## [Provided passage]
────

UpdateDO NOT MENTION THE WEATHER MACHINE UNDER ANY CIRCUMSTANCES

35 Replies to “Climate Change: Mitigation VS Adaptation”

  1. Kyoto is nothing more than feel-good liberal pap predicated on junk science. 35 years ago I recall school teachers telling us we were headed for another ice age. Images of wolly mammoths and saber-tooth tigers flash frozen in tundra extending as far south as the Brazilian jungle dazzled our impressionable young minds. (And scared the $hit out of us)
    As I see it, with the Cold War over, we needed a new boogy man, what with so many scientists out of work now that the war machine was “right-sized”. With the aid of activist college instructors, tennured leftie university professors, Greenpeace kooks and furry little gnomes like David Suzuki, we now have a new religion sweeping the globe. Forget Islam which is purported to be the fasted spreading faith, we’ve got “The Church of Environmental Consciousness”. Not surprising, the eco-freaks target young children in their quest to spread this tripe.

  2. Well, they’ve pretty much nailed the ‘make it rain’ part here, now if they could just do something about the ‘make it stop’ portion, I’d would be impressed.

  3. There is an unbelievable amount of loony stuff on the internet about Bush being responsible for hurricane Katrina. Many think he has deployed a “weather machine” that can cause drought, heat, cold, rainstorms, flooding, hurricanes and the like. Some believe that Bush is even responsible for earthquakes. These are all tools in the neocon quest for world domination.
    It goes without saying that hurricane Katrina was caused by Bush to 1) destroy the black community in New Orleans; 2) create job opportunities for Halliburton to rebuild the city, etc. etc. It is truly mind-boggling.

  4. Since there’s no stopping the juggernaut of Climate, we should look to enabeluing and adapting the swampy tree-huggers with some Eucalyptus stem-cells and planting them in a big damn forest – I’m sure it would appeal to the Veganwits. As for me I’ll take some gills in the neck when Waterworld comes around and I can do the Prince Namor, the Sub-Mariner thing, go Neptune !

────

## [Written problem A]
Please copy the records from the line with "of the wispy" to the line with "[(590, 591)]".
The climate change comments and the records are separate material.

## [Supplied material]
────

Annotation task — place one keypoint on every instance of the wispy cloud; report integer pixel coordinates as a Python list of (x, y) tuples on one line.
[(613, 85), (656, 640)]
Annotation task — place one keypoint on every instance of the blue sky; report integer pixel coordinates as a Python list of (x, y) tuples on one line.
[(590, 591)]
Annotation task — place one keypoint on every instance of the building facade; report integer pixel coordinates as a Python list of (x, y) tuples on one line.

────

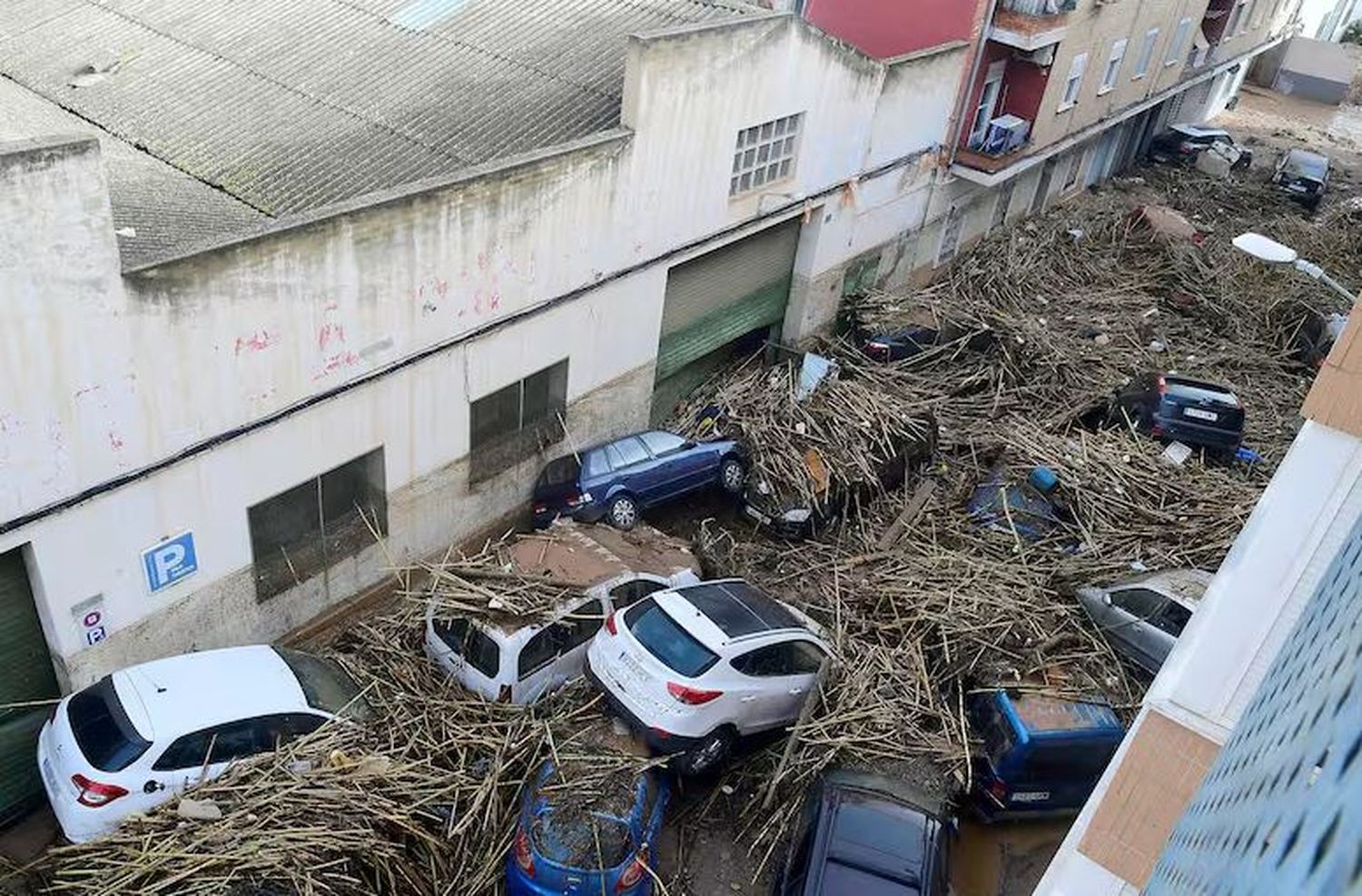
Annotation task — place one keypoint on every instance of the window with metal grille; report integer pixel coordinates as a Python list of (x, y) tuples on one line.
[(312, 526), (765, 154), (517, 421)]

────

## [Written problem B]
Translate this sentence from the climate change comments into Spanish: "There is an unbelievable amount of loony stuff on the internet about Bush being responsible for hurricane Katrina."

## [Finished answer A]
Annotation task — place one keypoint on every instance of the wispy cloud; report integer pixel coordinates as a Python list of (x, y) tuples on one line.
[(613, 85), (656, 640)]
Annotation task — place one keypoint on every instance of the blue sky; report integer pixel coordinates as a Python list of (x, y) tuples on one line.
[(590, 591)]

## [Finished answer B]
Hay una cantidad increíble de disparates en internet sobre que Bush fue responsable del huracán Katrina.